Discarded, non-native fish find home in Clark County waterways
March 17, 2013 - 1:20 am
Lake Tahoe isn’t the only place in Nevada where you can find a 4-pound goldfish. Clark County waterways also harbor their share of aquarium escapees.
In the Las Vegas Wash, koi, mollies, goldfish and other popular pet store products are surviving and even thriving.
You know those little bottom feeders aquarium owners buy to help keep their tanks clean? They’re called plecostomus, a type of suckermouth catfish native to tropical South America, and some of the ones in the wash are a foot and a half long.
Then there is the red-bellied pacu, another South American fish that has found a home in the wash. It’s a harmless aquarium staple that happens to be related to — and look a lot like — the piranha.
Pacu don’t do so well in Lake Mead, where the water gets cold in winter, but suckermouth catfish, koi and goldfish all do fine.

* TASKS AND EXERCISES *
1 - In the fish article, how long are some of the plecostomus found in the Las Vegas Wash?
2 - Reproduce the part of the fish article starting with "In the Las Vegas" and going on through "all do fine.".
Rely only on the fish article when responding.

[Object detection data]
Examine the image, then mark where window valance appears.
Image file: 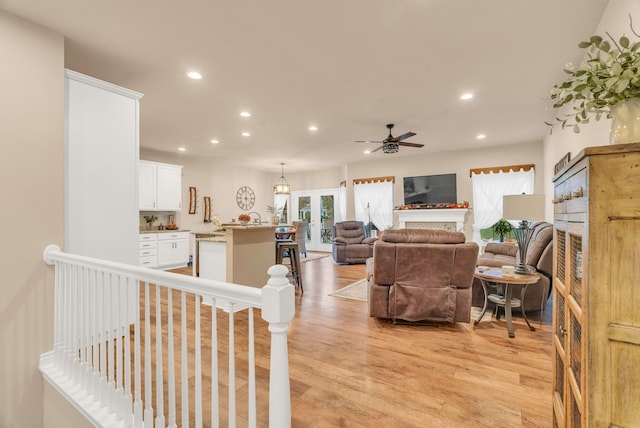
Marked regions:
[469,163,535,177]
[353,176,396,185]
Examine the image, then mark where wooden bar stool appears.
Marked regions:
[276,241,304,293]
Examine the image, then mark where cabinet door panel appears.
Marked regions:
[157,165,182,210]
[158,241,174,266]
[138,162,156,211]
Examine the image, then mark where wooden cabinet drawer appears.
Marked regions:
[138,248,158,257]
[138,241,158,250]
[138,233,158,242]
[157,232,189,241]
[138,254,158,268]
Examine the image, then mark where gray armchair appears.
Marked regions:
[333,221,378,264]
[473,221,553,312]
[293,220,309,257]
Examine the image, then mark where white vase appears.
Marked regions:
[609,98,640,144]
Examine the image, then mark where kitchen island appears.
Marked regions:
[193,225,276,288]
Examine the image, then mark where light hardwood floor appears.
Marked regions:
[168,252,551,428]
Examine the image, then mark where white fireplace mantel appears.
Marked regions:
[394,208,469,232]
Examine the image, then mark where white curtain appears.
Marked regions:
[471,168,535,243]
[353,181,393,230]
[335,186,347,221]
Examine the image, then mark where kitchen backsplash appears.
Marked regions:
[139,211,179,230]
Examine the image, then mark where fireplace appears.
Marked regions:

* THE RESPONSES *
1 - Some are a foot and a half long.

2 -
In the Las Vegas Wash, koi, mollies, goldfish and other popular pet store products are surviving and even thriving.
You know those little bottom feeders aquarium owners buy to help keep their tanks clean? They’re called plecostomus, a type of suckermouth catfish native to tropical South America, and some of the ones in the wash are a foot and a half long.
Then there is the red-bellied pacu, another South American fish that has found a home in the wash. It’s a harmless aquarium staple that happens to be related to — and look a lot like — the piranha.
Pacu don’t do so well in Lake Mead, where the water gets cold in winter, but suckermouth catfish, koi and goldfish all do fine.